__BRIEF__. Locate the string "marking" in the records below. Copy every line where it occurs.

### INPUT RECORDS

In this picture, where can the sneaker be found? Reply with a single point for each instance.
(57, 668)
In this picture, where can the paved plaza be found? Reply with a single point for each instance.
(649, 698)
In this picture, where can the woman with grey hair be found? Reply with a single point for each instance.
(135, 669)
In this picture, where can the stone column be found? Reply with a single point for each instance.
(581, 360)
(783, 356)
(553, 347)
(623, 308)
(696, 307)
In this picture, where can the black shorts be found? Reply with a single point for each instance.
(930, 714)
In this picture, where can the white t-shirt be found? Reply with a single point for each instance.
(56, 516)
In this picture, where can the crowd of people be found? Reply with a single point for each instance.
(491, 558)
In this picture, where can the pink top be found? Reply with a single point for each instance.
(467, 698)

######
### INPUT RECORDS

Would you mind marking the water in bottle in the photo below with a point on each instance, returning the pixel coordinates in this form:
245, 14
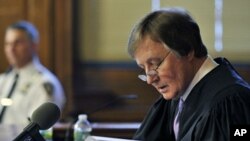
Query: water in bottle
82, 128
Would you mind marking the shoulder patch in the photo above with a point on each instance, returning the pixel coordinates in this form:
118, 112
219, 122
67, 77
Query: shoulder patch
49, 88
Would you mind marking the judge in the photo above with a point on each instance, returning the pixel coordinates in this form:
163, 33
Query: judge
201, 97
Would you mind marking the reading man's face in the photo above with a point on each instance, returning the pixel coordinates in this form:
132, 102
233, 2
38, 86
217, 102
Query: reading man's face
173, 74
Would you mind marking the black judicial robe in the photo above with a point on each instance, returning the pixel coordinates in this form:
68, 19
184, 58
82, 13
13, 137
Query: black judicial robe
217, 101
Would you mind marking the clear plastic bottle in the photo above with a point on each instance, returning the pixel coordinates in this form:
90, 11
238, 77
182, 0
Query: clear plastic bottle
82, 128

######

__REPLY TO THE EXERCISE__.
Would you mind marking the water in bottle in the photo below with a point on each instance, returning the pixel coordinates in this form:
Would you mind marking the shoulder patch in the photo above with a point on each instance, returning the pixel coordinates in this form:
Would you mind marking the judge in the photo above with a point on each instance, returning the pixel coordinates in this form:
Would you mind marking the reading man's face in the photo above with a point on each instance, returning the pixel coordinates in this form:
Would you mind marking the black judicial robe in the photo above with a point on each instance, returning the pixel coordinates in this form:
Would you mind marking the clear plastic bottle in the photo above with a point on each instance, returning the pixel coordinates in this form:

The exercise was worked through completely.